WHAT THE TASK ASKS
Could you copy each of the entries below word for word, leaving the pictures out of your answer?

THE DATA
--------------------------------------------------
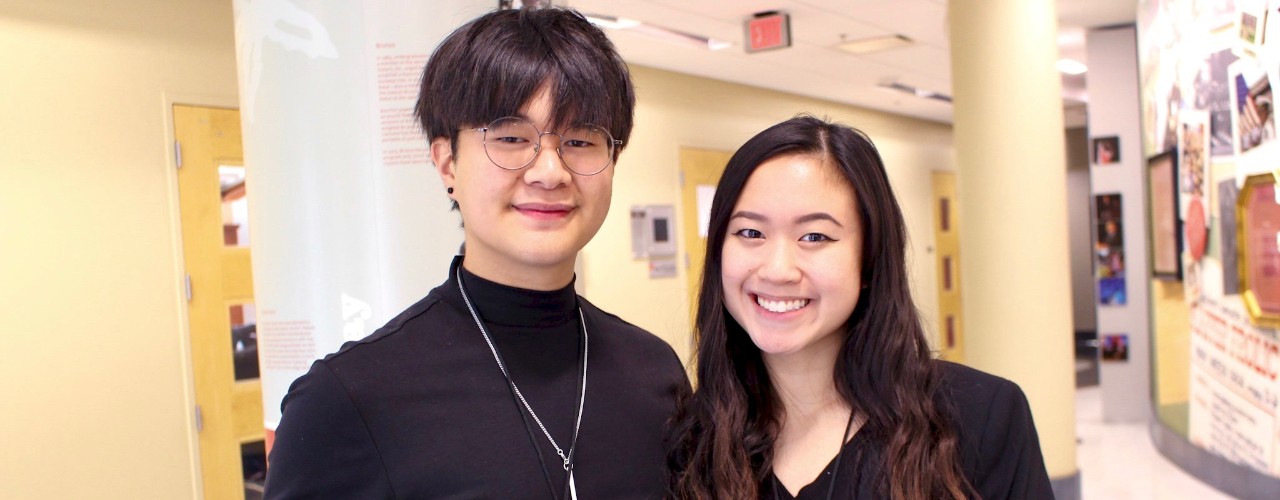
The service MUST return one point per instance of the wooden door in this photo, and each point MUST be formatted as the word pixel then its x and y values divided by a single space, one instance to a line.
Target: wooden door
pixel 219 294
pixel 699 171
pixel 946 233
--------------------------------------------------
SOLUTION BELOW
The service MUST return one point per instance of the wooden door in this photo, and each point MUST be formatted as the word pixel then its x and y values divided by a single space, one instance to a line.
Target: wooden door
pixel 219 294
pixel 699 171
pixel 946 233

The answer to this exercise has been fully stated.